• _Task input_:
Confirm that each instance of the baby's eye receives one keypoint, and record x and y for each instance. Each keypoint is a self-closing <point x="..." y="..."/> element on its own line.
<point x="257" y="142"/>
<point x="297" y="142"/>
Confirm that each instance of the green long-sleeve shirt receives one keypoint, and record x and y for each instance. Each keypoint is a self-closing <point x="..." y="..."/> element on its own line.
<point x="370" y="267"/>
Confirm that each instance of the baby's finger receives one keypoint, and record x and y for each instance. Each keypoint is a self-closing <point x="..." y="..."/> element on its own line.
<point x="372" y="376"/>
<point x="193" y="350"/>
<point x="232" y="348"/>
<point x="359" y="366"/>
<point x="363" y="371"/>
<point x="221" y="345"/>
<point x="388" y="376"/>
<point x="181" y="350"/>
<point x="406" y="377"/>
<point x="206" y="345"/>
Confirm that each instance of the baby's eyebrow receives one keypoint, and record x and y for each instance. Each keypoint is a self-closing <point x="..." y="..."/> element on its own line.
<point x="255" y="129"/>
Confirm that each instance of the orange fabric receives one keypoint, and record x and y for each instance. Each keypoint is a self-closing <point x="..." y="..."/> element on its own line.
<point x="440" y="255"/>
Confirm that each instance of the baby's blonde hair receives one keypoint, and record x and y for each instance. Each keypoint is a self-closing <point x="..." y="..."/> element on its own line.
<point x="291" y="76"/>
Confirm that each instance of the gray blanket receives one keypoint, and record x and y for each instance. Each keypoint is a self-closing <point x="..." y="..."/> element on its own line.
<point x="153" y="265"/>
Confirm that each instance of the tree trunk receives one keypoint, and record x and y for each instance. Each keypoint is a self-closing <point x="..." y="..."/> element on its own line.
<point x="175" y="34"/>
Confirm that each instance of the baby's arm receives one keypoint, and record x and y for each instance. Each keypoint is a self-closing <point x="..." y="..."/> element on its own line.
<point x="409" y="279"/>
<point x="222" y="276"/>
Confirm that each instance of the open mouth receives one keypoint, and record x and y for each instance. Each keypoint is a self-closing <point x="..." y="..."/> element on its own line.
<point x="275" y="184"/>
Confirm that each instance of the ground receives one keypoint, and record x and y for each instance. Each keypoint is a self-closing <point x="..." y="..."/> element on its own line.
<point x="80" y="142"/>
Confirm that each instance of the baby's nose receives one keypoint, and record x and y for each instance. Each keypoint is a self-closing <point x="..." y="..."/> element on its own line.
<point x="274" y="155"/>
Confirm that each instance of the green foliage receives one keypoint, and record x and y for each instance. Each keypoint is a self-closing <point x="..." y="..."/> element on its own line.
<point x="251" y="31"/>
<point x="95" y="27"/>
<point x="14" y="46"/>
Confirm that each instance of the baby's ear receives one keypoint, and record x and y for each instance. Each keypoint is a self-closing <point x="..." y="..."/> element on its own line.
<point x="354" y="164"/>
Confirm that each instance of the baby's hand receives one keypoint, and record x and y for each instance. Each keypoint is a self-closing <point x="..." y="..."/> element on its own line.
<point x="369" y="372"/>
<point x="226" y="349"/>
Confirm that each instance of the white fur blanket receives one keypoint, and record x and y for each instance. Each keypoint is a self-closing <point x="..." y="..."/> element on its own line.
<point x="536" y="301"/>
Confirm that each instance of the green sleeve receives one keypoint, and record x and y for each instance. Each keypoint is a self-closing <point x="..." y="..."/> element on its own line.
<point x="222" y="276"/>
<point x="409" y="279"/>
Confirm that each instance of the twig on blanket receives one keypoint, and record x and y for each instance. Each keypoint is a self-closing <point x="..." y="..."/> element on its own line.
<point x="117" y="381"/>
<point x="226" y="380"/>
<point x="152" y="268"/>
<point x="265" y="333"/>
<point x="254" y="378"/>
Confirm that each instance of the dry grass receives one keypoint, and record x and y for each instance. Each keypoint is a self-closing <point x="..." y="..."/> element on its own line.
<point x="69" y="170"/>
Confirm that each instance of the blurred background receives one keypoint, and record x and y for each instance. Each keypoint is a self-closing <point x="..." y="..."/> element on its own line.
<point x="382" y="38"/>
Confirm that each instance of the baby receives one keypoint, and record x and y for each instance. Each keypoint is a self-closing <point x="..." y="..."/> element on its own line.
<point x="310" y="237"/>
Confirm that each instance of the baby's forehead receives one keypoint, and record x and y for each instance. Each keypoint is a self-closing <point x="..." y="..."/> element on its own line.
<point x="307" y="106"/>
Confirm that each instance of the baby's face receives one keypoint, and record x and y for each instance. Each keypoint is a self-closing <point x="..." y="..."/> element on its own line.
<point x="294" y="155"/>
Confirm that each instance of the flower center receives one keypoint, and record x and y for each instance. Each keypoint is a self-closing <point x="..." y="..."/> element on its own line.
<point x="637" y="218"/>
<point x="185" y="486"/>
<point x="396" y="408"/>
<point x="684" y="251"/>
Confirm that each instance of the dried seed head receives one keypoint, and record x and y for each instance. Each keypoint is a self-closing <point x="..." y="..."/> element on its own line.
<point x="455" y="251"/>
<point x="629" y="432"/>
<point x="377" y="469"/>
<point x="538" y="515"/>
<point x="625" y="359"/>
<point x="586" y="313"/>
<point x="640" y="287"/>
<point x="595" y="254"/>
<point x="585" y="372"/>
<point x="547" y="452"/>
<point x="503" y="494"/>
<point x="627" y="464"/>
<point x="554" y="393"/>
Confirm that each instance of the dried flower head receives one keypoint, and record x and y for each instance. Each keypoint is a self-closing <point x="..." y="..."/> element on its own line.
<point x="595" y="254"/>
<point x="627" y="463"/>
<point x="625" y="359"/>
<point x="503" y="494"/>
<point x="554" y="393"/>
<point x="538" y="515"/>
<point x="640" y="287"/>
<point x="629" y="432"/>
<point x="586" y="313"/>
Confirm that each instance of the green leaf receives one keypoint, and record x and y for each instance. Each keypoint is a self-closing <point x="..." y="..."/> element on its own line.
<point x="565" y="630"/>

• _What you are asked to do_: What this exercise asks for is the data above, retyped exactly.

• _Completed task_:
Confirm that each instance of the baby's eye receives one keypoint, and record x and y for each instance. Each keypoint is a self-closing <point x="..." y="..."/> element on its own line.
<point x="257" y="142"/>
<point x="297" y="142"/>
Confirm that each instance of the green long-sleeve shirt receives one keypoint, and record x and y for each instance. Each keypoint is a self-closing <point x="..." y="..."/> element on its own line.
<point x="370" y="267"/>
Confirm that each instance of the baby's finger receives one keypoint, and record x and y for each instance. Each keypoint is a self-closing <point x="..." y="..."/> element on its own line.
<point x="372" y="376"/>
<point x="193" y="350"/>
<point x="232" y="348"/>
<point x="359" y="366"/>
<point x="363" y="371"/>
<point x="221" y="345"/>
<point x="388" y="376"/>
<point x="181" y="350"/>
<point x="406" y="377"/>
<point x="206" y="345"/>
Confirm that each instance of the baby's eyebrow receives one keypoint, and record x and y for each instance. Each keypoint is a self-closing <point x="..." y="..."/> element on its own line.
<point x="255" y="129"/>
Confirm that each instance of the orange fabric receives one keypoint, and record x and y for each instance. Each keypoint is a self-closing <point x="..." y="..."/> element on its own line.
<point x="440" y="255"/>
Confirm that each instance of the baby's blonde hair receives one keypoint, and record x and y for each instance. Each keypoint is a self-closing <point x="..." y="..."/> element on its own line.
<point x="291" y="76"/>
Confirm that each instance of the gray blanket receives one keypoint, and record x and y for each instance. Each keypoint is a self-closing <point x="..." y="..."/> element on its own line.
<point x="153" y="265"/>
Confirm that each instance of the tree trunk receives one keypoint, and record x and y for each instance. Each keypoint is a self-closing <point x="..." y="..."/> element on its own line.
<point x="175" y="34"/>
Confirm that each instance of the baby's arm receives one keypoint, and record x and y for each instance. Each keypoint is a self-closing <point x="..." y="..."/> element on its own line.
<point x="409" y="279"/>
<point x="222" y="276"/>
Confirm that each instance of the open mouth receives one keypoint, and record x and y for each instance. Each keypoint is a self-closing <point x="..." y="..."/> element on its own line.
<point x="275" y="184"/>
Confirm that each instance of the ground receives one keypoint, and record x and y for each instance. Each keypoint is a self-closing <point x="..." y="..."/> element on its own line.
<point x="80" y="142"/>
Confirm that each instance of the baby's nose receives one keypoint, and record x and y for each instance. Each keypoint is a self-closing <point x="..." y="..."/> element on its own line.
<point x="274" y="155"/>
Confirm that each instance of the green foliage receives one keypoint, and record x and y for each instance. Each keypoint is a self-closing <point x="..." y="..."/> element on its own line.
<point x="251" y="31"/>
<point x="95" y="27"/>
<point x="14" y="46"/>
Confirm that each instance of the baby's ear receives one keypoint, and record x and y for each instance. Each keypoint is a self-closing <point x="..." y="..."/> element on its own line.
<point x="354" y="164"/>
Confirm that each instance of the baby's hand receives one keypoint, and record x and y for each instance. Each keypoint is a self-closing <point x="..." y="..."/> element on its own line.
<point x="369" y="372"/>
<point x="226" y="349"/>
Confirm that each instance of the white fur blanket receives one keypoint, and record x and y for each instance. Each keypoint is a self-closing <point x="..." y="..."/> element on its own line.
<point x="536" y="301"/>
Confirm that each instance of the green sleeve receives one keypoint, and record x and y for each instance. Each keypoint is a self-closing <point x="..." y="..."/> element on its own line.
<point x="222" y="276"/>
<point x="409" y="279"/>
Confirm that each instance of the twig on blanket receives one keypoint, and record x and y for each instance. Each keypoint is a self-closing <point x="..." y="..."/> element on its own line.
<point x="117" y="381"/>
<point x="226" y="380"/>
<point x="152" y="268"/>
<point x="265" y="333"/>
<point x="254" y="378"/>
Confirm that each instance of the dry grass receives one keypoint, and record x and y for each instance. Each keypoint is a self-closing <point x="..." y="..."/> element on its own line.
<point x="69" y="170"/>
Confirm that each instance of the blurred background receives one keypoint, and record x and y for each instance. Each keypoint is a self-closing <point x="..." y="..."/> element on its own line.
<point x="382" y="38"/>
Confirm that each instance of the baby receives one keypoint, and record x and y for each instance. Each keypoint is a self-closing <point x="..." y="..."/> element on its own line.
<point x="310" y="237"/>
Confirm that each instance of the baby's forehead receives one keypoint, and record x and y for each instance. Each keypoint is a self-closing <point x="..." y="..."/> element on its own line.
<point x="307" y="106"/>
Confirm that each instance of the baby's face receives one keypoint, and record x and y for each instance. Each keypoint is a self-closing <point x="..." y="..."/> element on its own line.
<point x="294" y="155"/>
Confirm that each instance of the flower center receives one keypoint, and record x and y for each instance. Each keypoint is a self-closing <point x="..." y="..."/> element on its own line.
<point x="637" y="218"/>
<point x="185" y="486"/>
<point x="396" y="408"/>
<point x="684" y="251"/>
Confirm that each instance of the dried seed head receives one keypoint, and record x and y for each instance. Each keypoint is a self-closing <point x="..." y="..."/> element on its own line.
<point x="455" y="251"/>
<point x="629" y="432"/>
<point x="377" y="469"/>
<point x="538" y="515"/>
<point x="625" y="359"/>
<point x="586" y="313"/>
<point x="640" y="287"/>
<point x="595" y="254"/>
<point x="585" y="372"/>
<point x="547" y="452"/>
<point x="503" y="494"/>
<point x="627" y="464"/>
<point x="554" y="393"/>
Confirm that each instance of the dried flower head receives one keypoint, and record x and y for each instance. Each keypoint is a self-closing <point x="..." y="..."/> element on its own line.
<point x="595" y="254"/>
<point x="627" y="463"/>
<point x="625" y="359"/>
<point x="503" y="494"/>
<point x="554" y="393"/>
<point x="538" y="515"/>
<point x="640" y="287"/>
<point x="629" y="432"/>
<point x="586" y="313"/>
Confirm that each instance of the green leaf receives one keypoint, and record x and y for each instance. Each keypoint is a self-closing <point x="..." y="..."/> element on its own line.
<point x="565" y="630"/>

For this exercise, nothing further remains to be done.